___ Document section ___

I looked seriously at the Empyre Pro Elite 100 and 200 and almost settled on the 200 until I found the firebox is not that thick (which may just be a personal preference thing) . I recently settled on the Portage and Main Optimizer 250 open system gasifier which is also EPA II white tagged and has its own 240 gallon storage. I had an EKO 40 Super in my garage until my insurance company made me pull the unit several years ago. The P & M is built to be an outdoor boiler but is also able to be installed indoors but is much larger than the Empyre because it has storage so size dimensions would  have to be carefully scrutinized for indoor usage. I am happy to use mine out of doors. There really wasn't that much price difference between the Empyre 200 and the Portage and Main and the P & M came with its own storage and that translated into cash and space savings in one package. The P & M is so well insulated that snow can remain on the roof of the unit while it runs or idles at the 180F I have it set for. Once heat demand is satisfied the P & M goes into shut-down mode. A 5 degree differential mode allows for a restart that throws very little smoke and then emulates true gasification. It's sweet having a gasifier again. Look into Portage and Main if you haven't already put your money down. As well there is a company in Indiana (Natures Comfort) that has an EPA II White tag classification boiler which I almost settled on. You can google either boiler and get a load of sites to garner information. Best to you on your install selection.

___ Rows ___

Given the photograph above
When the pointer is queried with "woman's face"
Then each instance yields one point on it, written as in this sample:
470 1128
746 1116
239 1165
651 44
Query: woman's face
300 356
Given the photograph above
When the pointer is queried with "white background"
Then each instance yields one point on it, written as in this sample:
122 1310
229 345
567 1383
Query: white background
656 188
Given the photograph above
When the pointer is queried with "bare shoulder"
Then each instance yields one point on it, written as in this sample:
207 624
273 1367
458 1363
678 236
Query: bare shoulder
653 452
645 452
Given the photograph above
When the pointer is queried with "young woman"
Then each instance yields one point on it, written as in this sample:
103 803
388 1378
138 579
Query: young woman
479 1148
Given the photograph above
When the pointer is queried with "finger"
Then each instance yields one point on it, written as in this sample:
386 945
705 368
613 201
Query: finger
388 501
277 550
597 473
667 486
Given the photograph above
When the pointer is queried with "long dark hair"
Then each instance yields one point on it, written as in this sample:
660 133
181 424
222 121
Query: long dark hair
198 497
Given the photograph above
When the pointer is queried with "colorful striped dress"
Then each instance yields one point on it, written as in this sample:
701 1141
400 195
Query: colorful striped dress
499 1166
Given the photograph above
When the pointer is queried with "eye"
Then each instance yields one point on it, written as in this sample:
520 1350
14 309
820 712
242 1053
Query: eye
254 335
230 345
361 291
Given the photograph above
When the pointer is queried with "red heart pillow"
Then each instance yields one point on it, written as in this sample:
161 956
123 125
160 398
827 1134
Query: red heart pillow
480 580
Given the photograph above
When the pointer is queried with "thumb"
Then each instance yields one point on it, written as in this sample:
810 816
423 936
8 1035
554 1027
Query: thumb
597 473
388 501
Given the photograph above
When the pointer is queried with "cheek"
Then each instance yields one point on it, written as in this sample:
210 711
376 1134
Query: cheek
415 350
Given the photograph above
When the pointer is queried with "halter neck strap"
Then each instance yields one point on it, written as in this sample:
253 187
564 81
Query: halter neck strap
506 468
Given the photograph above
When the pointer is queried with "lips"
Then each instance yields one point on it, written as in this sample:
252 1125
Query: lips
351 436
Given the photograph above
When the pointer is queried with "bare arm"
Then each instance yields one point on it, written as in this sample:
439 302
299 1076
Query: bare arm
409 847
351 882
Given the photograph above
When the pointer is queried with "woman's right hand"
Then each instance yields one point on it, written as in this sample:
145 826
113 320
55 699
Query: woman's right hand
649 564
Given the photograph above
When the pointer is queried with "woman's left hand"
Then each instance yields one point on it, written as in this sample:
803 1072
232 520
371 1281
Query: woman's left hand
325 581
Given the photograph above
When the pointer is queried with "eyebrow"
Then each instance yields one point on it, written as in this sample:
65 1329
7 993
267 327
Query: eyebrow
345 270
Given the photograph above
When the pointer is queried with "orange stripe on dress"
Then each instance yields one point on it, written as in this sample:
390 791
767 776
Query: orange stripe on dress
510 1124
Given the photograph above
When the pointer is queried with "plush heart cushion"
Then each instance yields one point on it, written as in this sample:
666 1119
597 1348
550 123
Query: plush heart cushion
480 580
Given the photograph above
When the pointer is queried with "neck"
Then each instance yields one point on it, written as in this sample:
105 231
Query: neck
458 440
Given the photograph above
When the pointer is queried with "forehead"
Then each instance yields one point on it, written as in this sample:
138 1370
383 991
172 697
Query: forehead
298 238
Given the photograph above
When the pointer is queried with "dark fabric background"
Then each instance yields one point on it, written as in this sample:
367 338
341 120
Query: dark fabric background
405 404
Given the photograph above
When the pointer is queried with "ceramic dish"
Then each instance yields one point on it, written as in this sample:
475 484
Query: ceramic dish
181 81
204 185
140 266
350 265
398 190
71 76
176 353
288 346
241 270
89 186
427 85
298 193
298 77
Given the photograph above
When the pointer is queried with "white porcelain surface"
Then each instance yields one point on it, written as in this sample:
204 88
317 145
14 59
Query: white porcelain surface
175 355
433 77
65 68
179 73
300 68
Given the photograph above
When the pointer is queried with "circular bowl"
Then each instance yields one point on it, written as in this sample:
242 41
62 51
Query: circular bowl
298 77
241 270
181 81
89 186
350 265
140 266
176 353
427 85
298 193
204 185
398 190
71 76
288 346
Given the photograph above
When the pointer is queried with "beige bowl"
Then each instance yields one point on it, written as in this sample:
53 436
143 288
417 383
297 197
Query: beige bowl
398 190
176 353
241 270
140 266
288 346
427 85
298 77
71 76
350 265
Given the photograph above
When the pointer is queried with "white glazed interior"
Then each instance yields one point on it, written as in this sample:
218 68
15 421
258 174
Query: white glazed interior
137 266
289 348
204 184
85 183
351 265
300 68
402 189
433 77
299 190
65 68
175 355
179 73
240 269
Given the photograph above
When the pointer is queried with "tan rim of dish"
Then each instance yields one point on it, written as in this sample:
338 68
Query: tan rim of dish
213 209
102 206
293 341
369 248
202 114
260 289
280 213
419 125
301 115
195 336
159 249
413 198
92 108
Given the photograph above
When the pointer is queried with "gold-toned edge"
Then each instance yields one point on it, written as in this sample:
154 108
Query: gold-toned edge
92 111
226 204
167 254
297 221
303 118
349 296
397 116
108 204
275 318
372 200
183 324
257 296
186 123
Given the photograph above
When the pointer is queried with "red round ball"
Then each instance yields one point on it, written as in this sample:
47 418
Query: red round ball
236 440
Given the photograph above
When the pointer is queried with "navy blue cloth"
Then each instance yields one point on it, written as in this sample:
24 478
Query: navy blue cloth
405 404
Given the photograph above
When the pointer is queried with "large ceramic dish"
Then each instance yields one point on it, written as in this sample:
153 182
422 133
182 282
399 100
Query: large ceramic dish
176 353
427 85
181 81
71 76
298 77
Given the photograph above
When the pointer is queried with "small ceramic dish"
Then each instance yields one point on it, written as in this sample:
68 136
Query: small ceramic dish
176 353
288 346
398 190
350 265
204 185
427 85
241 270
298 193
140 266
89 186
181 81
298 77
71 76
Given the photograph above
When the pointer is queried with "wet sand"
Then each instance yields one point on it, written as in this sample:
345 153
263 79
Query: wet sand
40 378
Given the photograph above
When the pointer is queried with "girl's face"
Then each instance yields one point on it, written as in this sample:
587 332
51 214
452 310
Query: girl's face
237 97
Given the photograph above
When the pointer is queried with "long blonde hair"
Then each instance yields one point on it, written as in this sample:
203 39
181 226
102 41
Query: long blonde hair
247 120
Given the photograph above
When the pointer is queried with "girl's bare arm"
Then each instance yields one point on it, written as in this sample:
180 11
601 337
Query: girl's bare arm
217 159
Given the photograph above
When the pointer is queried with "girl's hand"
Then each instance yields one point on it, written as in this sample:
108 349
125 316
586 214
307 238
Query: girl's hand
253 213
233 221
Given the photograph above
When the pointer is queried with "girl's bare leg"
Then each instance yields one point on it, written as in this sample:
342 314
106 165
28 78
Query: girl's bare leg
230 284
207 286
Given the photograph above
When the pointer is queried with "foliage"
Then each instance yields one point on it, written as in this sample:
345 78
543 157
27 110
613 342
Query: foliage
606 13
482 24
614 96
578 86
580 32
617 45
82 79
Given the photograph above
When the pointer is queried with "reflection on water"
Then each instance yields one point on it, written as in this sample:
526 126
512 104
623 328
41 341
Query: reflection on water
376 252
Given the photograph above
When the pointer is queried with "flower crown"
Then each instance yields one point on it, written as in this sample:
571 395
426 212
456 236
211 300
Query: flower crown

___

■ Task to complete:
Please decide whether each statement below agrees with the boiler post, answering yes or no and quoting the words of the post that decide it.
1. The Portage and Main Optimizer 250 includes its own 240 gallon storage.
2. The writer turned down the Empyre 200 mainly because it cost much more than the Portage and Main.
3. The EKO 40 Super is still in the writer's garage.

■ Final answer:
1. Yes: "has its own 240 gallon storage"
2. No: "There really wasn't that much price difference between the Empyre 200 and the Portage and Main"
3. No: "until my insurance company made me pull the unit several years ago"